#### Excerpt:
Crowfall Kickstarter Commences

It’s like Game of Thrones meets Eve Online

Crowfall Kickstarter Tag Line

Today my post will probably echo a lot of other posts around our little corner of the internet in talking about the Crowfall Kickstarter campaign, which kicked off this morning.

Crowfall has gotten some buzz of late.  You can go look at their site if you need to catch up, but it is an attempt to get some new dynamic into the whole fantasy MMORPG thing we’re all keen on around these parts.  It is being led by Gordon Walton who, while not the household name of Richard Garriott or even Mark Jacobs, has MMO online gaming chops back from the late Kesmai era all the way through Star Wars: The Old Republic, and who might be the most famous person to ever follow me on Twitter…  I can’t explain that last bit, but I have a pic so I can prove it after he unfollows me… and J. Todd Coleman, who comes from Kingsisle Entertainment, famous for Wizard 101 and Pirate 101.

They, and a team of developers down in Austin, are making Crowfall.

CrowfallThey are currently on the “fan buy-in” step of the whole project, as they are running a Kickstarter campaign that is asking for a mere $800,000.

Yes, I know that Brad McQuaid couldn’t get there just a year ago, and he might be more recognizable by name than Gordon Walton, but I am not sure it was always recognized for positive reasons. (And then there is Project: Gorgon.)

The Crowfall team apparently paid attention to how successful Kickstarter campaigns work, which puts them ahead of a lot of others.  They built up just about the right amount of buzz, got another industry name (in this case Raph Koster, who is consulting, which stoked some SWG wishful thinking) talking about the game, managed to present some coherent ideas coherently, including business models, and were a bit coy, but not too coy, about where things were heading.  If you were paying attention, you knew they would be launching a Kickstarter today.

And they are off to the races.  If you watch the site refresh, the amount of money pledged keeps on going up and up and up.  I have no doubt that they will hit “Wilhelm’s Minimum First Day Threshold for Success” (the 25% funding mark) within a few hours and it seems completely likely that they will be able to declare success and start talking about stretch goals and alternative funding methods (for those that wish to use PayPal) before we get to the weekend.  The charts and Kicktraq should be fun to watch and I will be interested to see how they play the later campaign, when the inevitable slow down comes.  There is an art to that.  This has all the makings of a model campaign for the MMO genre.

I’m just not kicking in myself.

Wait, what?

Wait, what?

I know, right?

There is nothing wrong with Crowfall, or at least nothing to which I specifically object.  They are pushing a lot of the right buttons for me, I like the art style well enough, and things look fine in general.  I’m just not feeling it.

It might be because I am already waiting on enough Kickstarter funded games to finish up and deliver something worth playing. (e.g. Camelot Unchained or Shroud of the Avatar or Star Citizen or Pillars of Eternity… I was feeling generous at some past date.)  It might be that this campaign seems set to succeed, so there is no need for me to rush in, or how some previous games I backed ended up selling Early Access on Steam at a price below the minimum backer price to get the game. (Looking at you Planetary Annihilation!)  It may very well be that I have absolutely no interest in any sort of early access, so why commit money before I have to.  Or maybe it is just the gloomy February blues.

#### Given task 1:
Edit the passage of the Crowfall Kickstarter post that opens with "Crowfall has gotten" and closes with "and Pirate 101.", replacing "buzz" with "attention".
#### Given task 2:
In the Crowfall Kickstarter post, how much money is the campaign asking for?

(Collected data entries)
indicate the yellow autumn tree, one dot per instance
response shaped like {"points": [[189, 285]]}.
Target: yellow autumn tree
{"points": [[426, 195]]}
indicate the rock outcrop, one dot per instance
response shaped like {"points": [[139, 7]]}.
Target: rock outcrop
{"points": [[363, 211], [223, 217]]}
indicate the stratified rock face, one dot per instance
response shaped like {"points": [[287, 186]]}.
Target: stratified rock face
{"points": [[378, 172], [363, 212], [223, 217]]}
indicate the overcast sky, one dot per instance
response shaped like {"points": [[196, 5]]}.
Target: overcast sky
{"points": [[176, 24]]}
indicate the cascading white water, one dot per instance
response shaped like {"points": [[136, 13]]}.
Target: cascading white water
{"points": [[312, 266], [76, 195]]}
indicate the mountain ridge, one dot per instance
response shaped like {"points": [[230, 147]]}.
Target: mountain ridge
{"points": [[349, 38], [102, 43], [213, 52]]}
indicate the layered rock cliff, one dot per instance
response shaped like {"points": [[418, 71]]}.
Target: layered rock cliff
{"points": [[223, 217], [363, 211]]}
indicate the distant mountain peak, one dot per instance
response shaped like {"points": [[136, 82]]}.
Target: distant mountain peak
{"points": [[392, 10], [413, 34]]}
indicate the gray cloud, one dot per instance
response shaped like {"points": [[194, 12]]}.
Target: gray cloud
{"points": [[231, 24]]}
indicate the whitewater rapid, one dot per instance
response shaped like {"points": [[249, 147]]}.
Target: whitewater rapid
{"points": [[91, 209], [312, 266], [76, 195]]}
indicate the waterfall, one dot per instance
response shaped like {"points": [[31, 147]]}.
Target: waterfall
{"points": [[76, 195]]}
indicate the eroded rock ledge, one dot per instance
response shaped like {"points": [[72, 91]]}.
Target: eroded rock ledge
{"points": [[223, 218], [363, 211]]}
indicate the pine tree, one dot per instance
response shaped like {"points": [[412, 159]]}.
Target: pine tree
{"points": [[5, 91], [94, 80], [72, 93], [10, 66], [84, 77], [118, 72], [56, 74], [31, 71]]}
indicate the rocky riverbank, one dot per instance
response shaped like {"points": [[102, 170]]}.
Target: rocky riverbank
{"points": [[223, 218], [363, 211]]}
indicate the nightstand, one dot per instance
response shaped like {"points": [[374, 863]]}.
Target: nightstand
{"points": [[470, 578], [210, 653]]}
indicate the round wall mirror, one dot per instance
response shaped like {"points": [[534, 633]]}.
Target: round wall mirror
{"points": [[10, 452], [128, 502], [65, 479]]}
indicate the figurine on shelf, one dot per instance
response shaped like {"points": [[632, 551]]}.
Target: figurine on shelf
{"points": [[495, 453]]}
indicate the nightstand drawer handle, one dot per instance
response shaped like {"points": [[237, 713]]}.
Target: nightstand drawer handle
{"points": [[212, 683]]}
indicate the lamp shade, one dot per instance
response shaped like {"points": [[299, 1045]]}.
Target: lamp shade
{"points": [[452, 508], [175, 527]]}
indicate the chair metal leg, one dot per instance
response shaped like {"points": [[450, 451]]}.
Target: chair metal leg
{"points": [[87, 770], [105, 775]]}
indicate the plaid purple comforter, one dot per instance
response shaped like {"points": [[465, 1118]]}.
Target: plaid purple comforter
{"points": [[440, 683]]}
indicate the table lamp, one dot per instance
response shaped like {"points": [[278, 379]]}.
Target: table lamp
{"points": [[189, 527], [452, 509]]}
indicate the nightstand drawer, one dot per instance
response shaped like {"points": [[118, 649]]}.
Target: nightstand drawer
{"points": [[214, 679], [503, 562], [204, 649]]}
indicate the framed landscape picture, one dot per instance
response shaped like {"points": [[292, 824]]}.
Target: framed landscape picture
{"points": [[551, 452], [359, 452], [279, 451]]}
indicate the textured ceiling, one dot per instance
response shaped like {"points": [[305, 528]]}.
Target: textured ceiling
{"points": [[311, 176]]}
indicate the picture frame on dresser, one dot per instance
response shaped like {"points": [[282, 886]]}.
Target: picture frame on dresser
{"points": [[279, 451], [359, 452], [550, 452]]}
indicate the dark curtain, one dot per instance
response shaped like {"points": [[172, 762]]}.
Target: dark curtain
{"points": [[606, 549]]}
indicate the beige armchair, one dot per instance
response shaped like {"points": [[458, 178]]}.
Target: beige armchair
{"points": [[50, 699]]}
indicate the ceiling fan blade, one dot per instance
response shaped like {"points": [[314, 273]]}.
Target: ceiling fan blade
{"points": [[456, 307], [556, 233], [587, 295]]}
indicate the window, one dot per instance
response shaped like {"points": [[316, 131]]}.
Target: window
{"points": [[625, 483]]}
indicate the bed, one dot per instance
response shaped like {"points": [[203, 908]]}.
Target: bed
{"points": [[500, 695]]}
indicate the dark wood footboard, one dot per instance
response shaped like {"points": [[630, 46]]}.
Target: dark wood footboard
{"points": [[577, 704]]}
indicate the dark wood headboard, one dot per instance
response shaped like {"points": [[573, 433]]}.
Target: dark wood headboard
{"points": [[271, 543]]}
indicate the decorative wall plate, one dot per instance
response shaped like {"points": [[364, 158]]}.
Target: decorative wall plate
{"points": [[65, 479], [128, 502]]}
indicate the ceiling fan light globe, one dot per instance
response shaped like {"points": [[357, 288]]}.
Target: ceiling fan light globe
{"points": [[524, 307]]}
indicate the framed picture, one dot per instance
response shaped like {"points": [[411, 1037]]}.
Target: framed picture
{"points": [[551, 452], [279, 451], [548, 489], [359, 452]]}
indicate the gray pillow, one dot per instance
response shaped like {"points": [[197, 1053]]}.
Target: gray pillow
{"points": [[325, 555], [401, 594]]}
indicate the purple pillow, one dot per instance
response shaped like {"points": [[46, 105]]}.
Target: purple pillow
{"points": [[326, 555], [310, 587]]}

#### Problem solution 1:
Crowfall has gotten some attention of late.  You can go look at their site if you need to catch up, but it is an attempt to get some new dynamic into the whole fantasy MMORPG thing we’re all keen on around these parts.  It is being led by Gordon Walton who, while not the household name of Richard Garriott or even Mark Jacobs, has MMO online gaming chops back from the late Kesmai era all the way through Star Wars: The Old Republic, and who might be the most famous person to ever follow me on Twitter…  I can’t explain that last bit, but I have a pic so I can prove it after he unfollows me… and J. Todd Coleman, who comes from Kingsisle Entertainment, famous for Wizard 101 and Pirate 101.

#### Problem solution 2:
$800,000